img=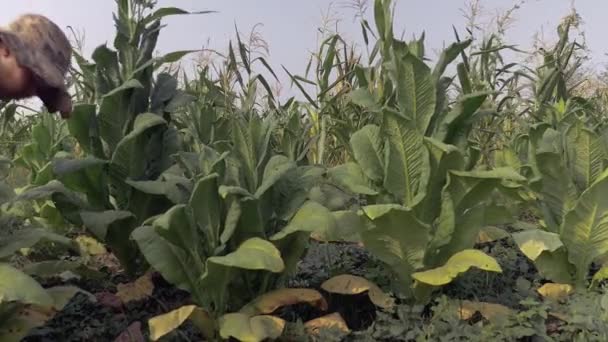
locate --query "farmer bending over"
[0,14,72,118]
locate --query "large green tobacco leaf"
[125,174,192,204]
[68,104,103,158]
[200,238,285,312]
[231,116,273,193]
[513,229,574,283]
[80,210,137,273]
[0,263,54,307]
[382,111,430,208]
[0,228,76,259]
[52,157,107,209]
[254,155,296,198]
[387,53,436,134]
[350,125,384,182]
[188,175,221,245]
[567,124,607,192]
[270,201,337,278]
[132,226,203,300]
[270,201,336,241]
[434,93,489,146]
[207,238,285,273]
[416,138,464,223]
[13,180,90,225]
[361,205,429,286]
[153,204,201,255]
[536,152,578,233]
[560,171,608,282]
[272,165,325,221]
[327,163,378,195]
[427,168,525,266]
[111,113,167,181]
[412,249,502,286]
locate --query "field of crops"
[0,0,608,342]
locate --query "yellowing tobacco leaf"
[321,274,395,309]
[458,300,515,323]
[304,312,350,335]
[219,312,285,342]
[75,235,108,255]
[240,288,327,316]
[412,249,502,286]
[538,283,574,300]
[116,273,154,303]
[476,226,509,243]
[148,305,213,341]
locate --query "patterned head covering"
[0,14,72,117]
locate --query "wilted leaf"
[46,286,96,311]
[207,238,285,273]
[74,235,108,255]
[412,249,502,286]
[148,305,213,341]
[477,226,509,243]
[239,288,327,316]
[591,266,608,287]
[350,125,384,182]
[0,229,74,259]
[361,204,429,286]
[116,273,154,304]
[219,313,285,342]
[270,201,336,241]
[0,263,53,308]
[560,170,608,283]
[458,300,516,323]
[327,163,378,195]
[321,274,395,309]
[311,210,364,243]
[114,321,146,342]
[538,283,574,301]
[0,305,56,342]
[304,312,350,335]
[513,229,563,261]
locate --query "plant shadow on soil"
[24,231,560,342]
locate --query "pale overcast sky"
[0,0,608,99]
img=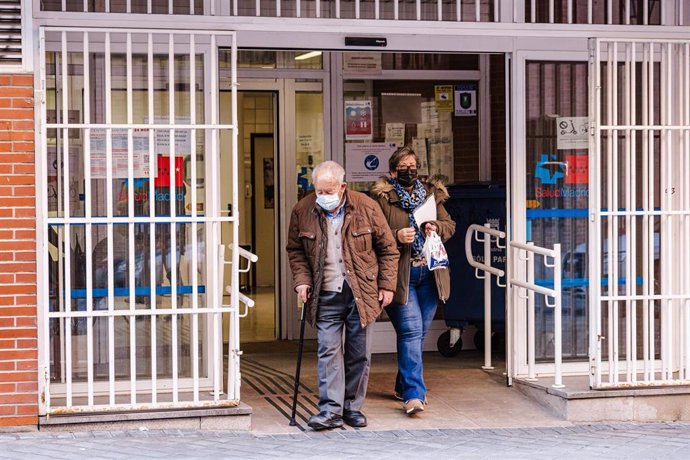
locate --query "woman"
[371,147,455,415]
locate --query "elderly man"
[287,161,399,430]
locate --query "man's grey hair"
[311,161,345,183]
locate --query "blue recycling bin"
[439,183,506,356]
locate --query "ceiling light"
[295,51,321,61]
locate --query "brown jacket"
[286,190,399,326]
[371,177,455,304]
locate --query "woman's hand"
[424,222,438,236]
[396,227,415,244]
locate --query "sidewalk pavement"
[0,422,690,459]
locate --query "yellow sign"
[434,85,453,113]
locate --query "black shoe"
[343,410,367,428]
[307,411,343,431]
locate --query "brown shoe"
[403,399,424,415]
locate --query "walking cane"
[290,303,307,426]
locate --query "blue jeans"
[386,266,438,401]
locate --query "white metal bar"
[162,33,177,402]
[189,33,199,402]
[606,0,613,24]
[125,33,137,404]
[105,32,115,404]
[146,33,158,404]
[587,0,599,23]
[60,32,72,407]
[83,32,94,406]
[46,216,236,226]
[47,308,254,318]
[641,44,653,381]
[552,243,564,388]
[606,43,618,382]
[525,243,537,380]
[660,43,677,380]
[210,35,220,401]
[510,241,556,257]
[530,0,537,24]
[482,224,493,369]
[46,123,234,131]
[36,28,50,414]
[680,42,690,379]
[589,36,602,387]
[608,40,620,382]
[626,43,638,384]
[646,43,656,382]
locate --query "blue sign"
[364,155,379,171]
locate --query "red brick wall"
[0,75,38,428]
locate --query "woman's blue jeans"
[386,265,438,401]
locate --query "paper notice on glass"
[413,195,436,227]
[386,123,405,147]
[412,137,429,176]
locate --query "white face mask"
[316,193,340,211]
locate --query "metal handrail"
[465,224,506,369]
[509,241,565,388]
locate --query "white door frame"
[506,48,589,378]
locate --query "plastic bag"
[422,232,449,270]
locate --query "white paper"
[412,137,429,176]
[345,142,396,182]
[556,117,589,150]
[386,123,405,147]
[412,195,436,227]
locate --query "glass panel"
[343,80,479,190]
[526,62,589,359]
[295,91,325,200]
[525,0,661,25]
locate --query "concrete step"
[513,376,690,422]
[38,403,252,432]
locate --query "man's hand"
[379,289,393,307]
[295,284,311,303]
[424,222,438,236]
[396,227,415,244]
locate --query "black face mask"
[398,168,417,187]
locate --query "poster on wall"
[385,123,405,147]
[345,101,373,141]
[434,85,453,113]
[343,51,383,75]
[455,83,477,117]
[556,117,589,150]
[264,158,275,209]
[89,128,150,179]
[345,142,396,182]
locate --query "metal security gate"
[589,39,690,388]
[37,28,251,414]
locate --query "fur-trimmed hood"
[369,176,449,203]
********************
▶ **Requirement**
Copy out every line of the records that contains the word "white". Case matters.

▶ **The result**
locate --query "white metal bar"
locate --query "white face mask"
locate --query "white door frame"
locate --query "white paper"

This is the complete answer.